### Records from a dataset:
______

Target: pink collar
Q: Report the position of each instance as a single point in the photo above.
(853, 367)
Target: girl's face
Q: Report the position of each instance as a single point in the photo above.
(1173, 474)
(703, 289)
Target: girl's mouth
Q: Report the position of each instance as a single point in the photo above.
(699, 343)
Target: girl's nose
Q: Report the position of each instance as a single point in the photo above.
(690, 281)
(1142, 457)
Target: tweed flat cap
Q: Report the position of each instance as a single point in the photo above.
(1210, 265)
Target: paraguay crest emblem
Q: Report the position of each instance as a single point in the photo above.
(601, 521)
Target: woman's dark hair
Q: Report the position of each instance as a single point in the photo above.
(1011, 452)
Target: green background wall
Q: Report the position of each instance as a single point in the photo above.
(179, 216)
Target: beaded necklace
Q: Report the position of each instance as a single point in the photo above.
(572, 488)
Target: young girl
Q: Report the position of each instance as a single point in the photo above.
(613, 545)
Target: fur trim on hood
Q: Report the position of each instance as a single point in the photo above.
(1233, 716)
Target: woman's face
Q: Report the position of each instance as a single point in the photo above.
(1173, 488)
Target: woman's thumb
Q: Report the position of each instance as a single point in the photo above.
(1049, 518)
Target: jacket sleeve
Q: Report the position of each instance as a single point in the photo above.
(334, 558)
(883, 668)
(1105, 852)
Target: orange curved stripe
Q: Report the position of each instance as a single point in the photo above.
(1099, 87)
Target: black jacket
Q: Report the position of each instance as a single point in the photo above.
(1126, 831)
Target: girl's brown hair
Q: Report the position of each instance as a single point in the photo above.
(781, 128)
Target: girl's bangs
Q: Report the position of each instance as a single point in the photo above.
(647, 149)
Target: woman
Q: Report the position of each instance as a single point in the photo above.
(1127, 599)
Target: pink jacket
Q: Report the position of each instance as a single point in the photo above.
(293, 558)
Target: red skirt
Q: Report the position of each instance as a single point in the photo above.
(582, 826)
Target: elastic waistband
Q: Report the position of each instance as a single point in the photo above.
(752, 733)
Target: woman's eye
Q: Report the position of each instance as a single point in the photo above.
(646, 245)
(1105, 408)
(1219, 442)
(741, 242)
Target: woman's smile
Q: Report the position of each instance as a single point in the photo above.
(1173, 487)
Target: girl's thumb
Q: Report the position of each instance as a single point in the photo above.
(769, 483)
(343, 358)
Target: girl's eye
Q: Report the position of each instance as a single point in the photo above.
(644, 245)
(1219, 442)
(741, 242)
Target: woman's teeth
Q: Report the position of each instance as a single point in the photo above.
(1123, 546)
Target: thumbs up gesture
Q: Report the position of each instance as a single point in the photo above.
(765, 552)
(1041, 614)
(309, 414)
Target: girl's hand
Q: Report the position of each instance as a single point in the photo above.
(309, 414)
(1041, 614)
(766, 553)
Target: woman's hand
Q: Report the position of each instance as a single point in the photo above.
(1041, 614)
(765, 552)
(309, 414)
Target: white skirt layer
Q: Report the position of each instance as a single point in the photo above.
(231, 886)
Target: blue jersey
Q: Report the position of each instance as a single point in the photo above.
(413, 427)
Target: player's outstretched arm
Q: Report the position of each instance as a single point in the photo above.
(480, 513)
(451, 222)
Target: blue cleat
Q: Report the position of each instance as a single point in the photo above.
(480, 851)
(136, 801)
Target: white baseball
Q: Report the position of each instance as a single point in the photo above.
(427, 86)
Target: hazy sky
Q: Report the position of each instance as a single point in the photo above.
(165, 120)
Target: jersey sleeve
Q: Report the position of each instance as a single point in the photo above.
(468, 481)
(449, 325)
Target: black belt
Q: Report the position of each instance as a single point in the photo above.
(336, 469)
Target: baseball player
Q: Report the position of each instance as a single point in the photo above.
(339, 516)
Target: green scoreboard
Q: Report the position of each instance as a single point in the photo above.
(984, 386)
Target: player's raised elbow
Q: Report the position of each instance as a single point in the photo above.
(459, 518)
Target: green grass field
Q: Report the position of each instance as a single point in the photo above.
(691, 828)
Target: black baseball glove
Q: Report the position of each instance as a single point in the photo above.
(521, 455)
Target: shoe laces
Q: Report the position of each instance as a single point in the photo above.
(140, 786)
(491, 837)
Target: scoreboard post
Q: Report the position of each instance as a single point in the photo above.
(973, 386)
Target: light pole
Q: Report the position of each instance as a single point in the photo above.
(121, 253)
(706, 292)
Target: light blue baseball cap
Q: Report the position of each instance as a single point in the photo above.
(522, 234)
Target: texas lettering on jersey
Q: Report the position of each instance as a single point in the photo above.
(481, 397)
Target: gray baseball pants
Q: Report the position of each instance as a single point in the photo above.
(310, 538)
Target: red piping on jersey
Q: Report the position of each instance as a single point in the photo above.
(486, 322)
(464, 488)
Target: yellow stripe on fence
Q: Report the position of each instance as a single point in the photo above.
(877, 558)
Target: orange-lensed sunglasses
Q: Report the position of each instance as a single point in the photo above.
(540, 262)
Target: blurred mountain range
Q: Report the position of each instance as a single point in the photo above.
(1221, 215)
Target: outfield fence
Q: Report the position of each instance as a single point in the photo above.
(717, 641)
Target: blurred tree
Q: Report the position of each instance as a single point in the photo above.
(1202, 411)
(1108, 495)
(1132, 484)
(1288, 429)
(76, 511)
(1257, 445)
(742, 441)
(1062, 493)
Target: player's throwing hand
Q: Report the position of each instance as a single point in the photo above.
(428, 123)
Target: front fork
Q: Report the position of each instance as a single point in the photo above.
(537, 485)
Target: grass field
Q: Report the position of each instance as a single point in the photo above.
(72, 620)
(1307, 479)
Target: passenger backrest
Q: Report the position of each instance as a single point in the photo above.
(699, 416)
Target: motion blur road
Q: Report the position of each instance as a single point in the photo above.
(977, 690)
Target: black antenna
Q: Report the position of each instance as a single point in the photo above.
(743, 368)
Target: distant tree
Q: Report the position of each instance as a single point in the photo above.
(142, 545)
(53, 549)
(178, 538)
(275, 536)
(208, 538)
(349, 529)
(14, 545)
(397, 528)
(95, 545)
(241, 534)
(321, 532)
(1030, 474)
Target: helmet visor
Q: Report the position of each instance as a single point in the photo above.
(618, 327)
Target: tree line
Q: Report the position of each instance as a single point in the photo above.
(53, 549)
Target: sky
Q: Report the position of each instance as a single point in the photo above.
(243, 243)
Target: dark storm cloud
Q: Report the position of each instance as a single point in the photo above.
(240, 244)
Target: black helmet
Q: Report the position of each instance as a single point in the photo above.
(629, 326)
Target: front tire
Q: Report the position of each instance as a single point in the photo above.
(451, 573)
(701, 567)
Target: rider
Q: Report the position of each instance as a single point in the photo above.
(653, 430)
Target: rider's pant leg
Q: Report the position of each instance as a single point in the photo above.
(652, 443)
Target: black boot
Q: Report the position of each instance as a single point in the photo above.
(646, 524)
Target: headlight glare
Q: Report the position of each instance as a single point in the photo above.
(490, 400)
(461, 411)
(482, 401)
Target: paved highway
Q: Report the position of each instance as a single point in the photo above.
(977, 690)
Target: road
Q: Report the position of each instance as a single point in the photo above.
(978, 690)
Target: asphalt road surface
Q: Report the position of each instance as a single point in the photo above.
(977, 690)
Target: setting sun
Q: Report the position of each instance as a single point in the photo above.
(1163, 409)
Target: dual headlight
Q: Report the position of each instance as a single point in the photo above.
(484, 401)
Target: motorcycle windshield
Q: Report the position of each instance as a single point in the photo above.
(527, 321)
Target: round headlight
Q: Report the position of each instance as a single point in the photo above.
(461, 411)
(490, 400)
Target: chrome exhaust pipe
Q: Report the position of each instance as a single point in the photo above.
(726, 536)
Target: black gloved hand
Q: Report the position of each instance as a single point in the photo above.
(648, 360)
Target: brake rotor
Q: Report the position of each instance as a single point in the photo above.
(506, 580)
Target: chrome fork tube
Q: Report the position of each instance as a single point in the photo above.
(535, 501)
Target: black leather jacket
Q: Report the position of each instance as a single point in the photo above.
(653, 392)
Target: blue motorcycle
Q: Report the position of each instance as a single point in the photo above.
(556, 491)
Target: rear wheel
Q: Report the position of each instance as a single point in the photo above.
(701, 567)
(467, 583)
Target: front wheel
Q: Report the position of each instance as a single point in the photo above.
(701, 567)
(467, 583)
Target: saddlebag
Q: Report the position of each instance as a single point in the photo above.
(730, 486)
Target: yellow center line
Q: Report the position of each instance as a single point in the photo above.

______

### Instructions for the task:
Starting at the line above that contains "Target: shoe laces", write out each line exactly until the line that contains "Target: texas lettering on jersey" has been written, and stop there.

### Solution to this exercise:
Target: shoe laces
Q: Report the position of each instance as a single point in the photo above.
(140, 786)
(491, 837)
Target: scoreboard post
Q: Report the position of each instance as a single point in the photo above.
(973, 386)
Target: light pole
Q: Report the position of each instance as a single point in the photo above.
(121, 253)
(706, 292)
Target: light blue baseball cap
Q: Report the position of each instance as a single point in the photo above.
(522, 234)
Target: texas lettering on jersey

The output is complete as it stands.